- QUOTED PASSAGE
———

Thus the regulation only applies to a fixed-term contract where there has been at least one previous fixed-term contract or to a fixed-term contract which has been renewed. It continues:

“(2) Where this regulation applies then, with effect from the date specified in paragraph (3), the provision of the contract mentioned in paragraph (1)(a) that restricts the duration of the contract shall be of no effect, and the employee shall be a permanent employee, if –

  1. the employee has been continuously employed under the contract mentioned in paragraph (1)(a), or under that contract taken with a previous fixed-term contract, for a period of four years or more, and
  1. the employment of the employee under a fixed-term contract was not justified on objective grounds –
  1. where the contract mentioned in paragraph (1)(a) has been renewed, at the time when it was last renewed;
  1. where that contract has not been renewed, at the time when it was entered into.

(3) The date referred to in paragraph (2) is whichever is the later of –

  1. the date on which the contract mentioned in paragraph (1)(a) was entered into or last renewed, and
  2. the date on which the employee acquired four years’ continuous employment.”
  1. Thus there is no need for objective justification for the current (that is, renewed or successive) contract unless and until the employee has been continuously employed for four years. But once he has, the latest renewal or successive contract has to be justified on objective grounds. Otherwise the contract will automatically be transformed into a contract of indefinite duration. As such it will still, of course, be terminable by whatever is the contractual notice period on either side.

The individual cases

  1. Mr Fletcher was employed by the Secretary of State and seconded to work in the European School in Culham, Oxfordshire, from 1 September 1998 until 31 August 2008. After his two year probationary period, therefore, he was employed for a further three year period, extended for a further four years, and then an additional one year, making the maximum total of ten years in all. His initial offer letter referred to the nine year rule, and stated that the contract was governed by English law and that the English courts had exclusive jurisdiction over it.

———

[Entries on finding named things]
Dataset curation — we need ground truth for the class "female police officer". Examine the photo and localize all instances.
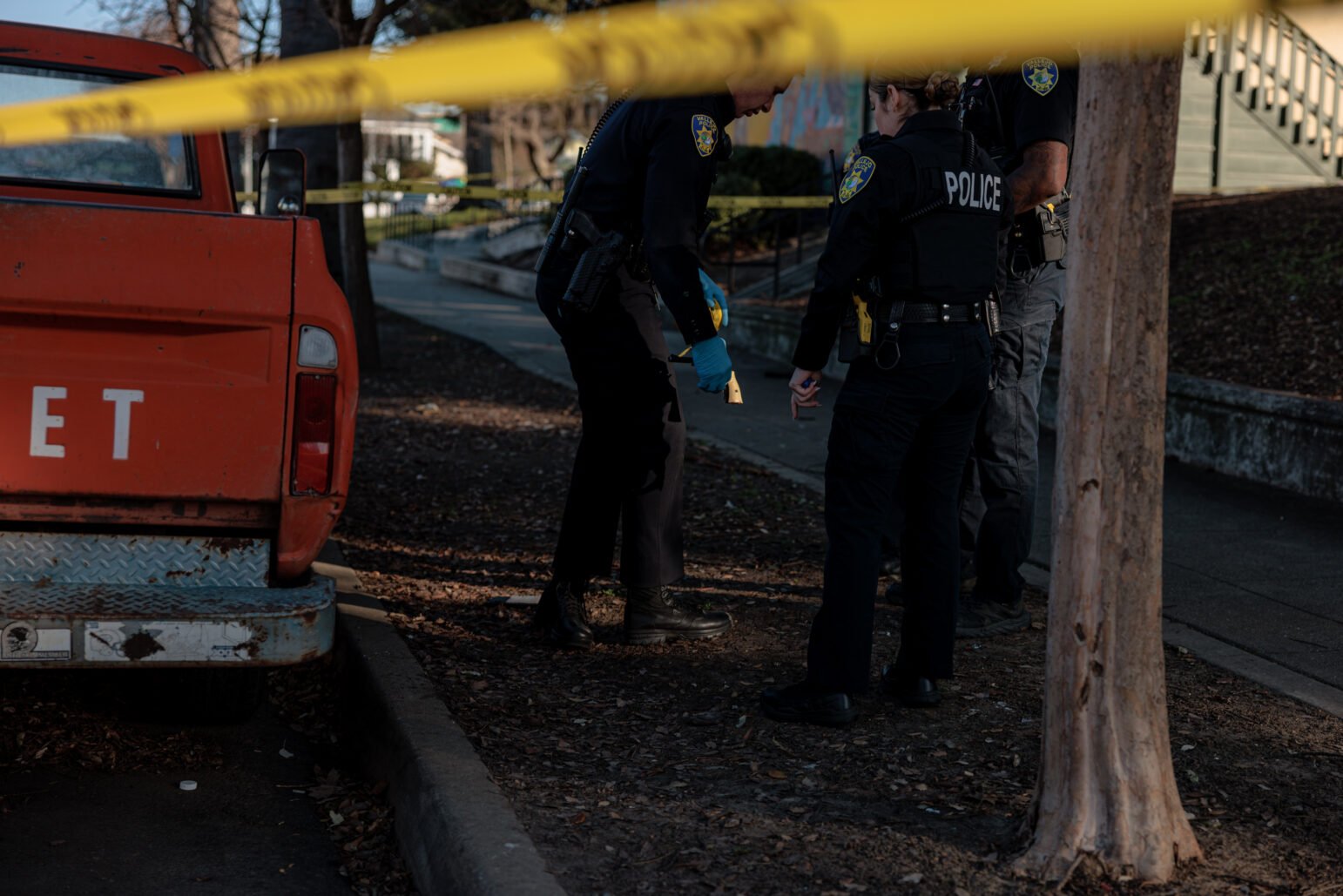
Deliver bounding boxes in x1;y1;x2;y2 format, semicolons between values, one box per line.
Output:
761;71;1008;724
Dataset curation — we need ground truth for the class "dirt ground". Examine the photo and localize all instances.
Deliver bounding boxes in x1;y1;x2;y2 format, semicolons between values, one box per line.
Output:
337;316;1343;896
1170;186;1343;401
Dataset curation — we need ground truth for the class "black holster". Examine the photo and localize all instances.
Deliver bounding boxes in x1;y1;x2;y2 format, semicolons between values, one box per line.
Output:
560;210;630;314
1008;193;1068;267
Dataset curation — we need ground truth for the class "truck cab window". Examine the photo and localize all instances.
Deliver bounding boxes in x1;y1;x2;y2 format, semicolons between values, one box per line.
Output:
0;64;196;192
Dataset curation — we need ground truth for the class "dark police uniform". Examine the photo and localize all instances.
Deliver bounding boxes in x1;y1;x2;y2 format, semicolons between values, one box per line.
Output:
536;89;734;587
962;57;1077;627
789;111;1008;698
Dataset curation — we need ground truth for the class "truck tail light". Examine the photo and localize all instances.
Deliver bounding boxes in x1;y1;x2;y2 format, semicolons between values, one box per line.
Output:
289;374;336;495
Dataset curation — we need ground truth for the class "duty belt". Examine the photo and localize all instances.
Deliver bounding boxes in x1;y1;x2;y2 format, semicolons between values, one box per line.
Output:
900;302;984;324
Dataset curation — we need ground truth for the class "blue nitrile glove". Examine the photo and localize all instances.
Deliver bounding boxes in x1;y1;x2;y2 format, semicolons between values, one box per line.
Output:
691;336;732;392
699;273;728;329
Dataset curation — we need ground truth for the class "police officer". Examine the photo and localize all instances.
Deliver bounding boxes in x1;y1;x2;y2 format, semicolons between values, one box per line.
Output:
956;55;1077;637
761;71;1008;724
536;77;787;649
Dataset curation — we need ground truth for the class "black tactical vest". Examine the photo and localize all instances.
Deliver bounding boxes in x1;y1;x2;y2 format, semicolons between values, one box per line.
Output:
881;133;1008;305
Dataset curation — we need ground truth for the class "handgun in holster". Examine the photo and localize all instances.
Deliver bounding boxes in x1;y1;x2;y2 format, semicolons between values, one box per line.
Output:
838;284;878;364
532;164;588;274
560;208;629;314
1008;192;1068;267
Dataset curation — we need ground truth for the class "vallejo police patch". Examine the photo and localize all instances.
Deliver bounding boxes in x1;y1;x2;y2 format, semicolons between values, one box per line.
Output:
840;156;877;204
1021;57;1058;97
691;116;719;156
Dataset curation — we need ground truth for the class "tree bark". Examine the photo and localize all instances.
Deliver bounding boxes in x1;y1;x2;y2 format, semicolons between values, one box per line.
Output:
336;121;382;371
1018;45;1202;881
277;0;379;371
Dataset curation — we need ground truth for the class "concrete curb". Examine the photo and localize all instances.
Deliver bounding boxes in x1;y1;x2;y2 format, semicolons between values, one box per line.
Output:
438;255;536;301
1162;619;1343;718
313;542;564;896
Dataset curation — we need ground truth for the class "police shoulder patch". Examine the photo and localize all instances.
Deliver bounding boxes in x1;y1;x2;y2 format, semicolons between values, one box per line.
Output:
1021;57;1058;97
691;116;719;156
840;156;877;204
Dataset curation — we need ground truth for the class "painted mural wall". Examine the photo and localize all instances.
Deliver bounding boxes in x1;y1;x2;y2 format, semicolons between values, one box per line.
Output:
732;75;867;158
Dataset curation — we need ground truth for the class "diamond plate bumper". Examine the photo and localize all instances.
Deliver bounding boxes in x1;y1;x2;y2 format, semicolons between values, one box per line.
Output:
0;575;336;669
0;532;270;589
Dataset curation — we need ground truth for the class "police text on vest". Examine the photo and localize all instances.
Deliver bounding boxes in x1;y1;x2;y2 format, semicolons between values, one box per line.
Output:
942;171;1003;211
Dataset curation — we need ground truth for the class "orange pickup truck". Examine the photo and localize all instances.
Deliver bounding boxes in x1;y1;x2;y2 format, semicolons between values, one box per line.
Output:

———

- STATED EXERCISE
Continue the passage on fixed-term contracts from where it stops. The listing comes from a separate source, unrelated to the passage on fixed-term contracts.

- RESULT FOR THIS TASK
  1. In 2007, Mr Fletcher claimed that he was a permanent employee by virtue of regulation 8 of the Fixed-term Regulations. The Employment Tribunal made a declaration to that effect on 16 November 2007. The Tribunal went through the documents showing the history of and debates about the nine year rule in some detail. They examined the three reasons for the rule recorded in the Minutes of the Board of Governors in 2002, summarised as: turnover of staff, new staff bringing new ideas, and enrichment of the national systems when teachers returned. They noted that they did not have the benefit of evidence from the ‘Troika’ of Governors who had last considered the rule and found no evidence to support its supposed benefits: quite the reverse. They therefore rejected the factual justification for the rule.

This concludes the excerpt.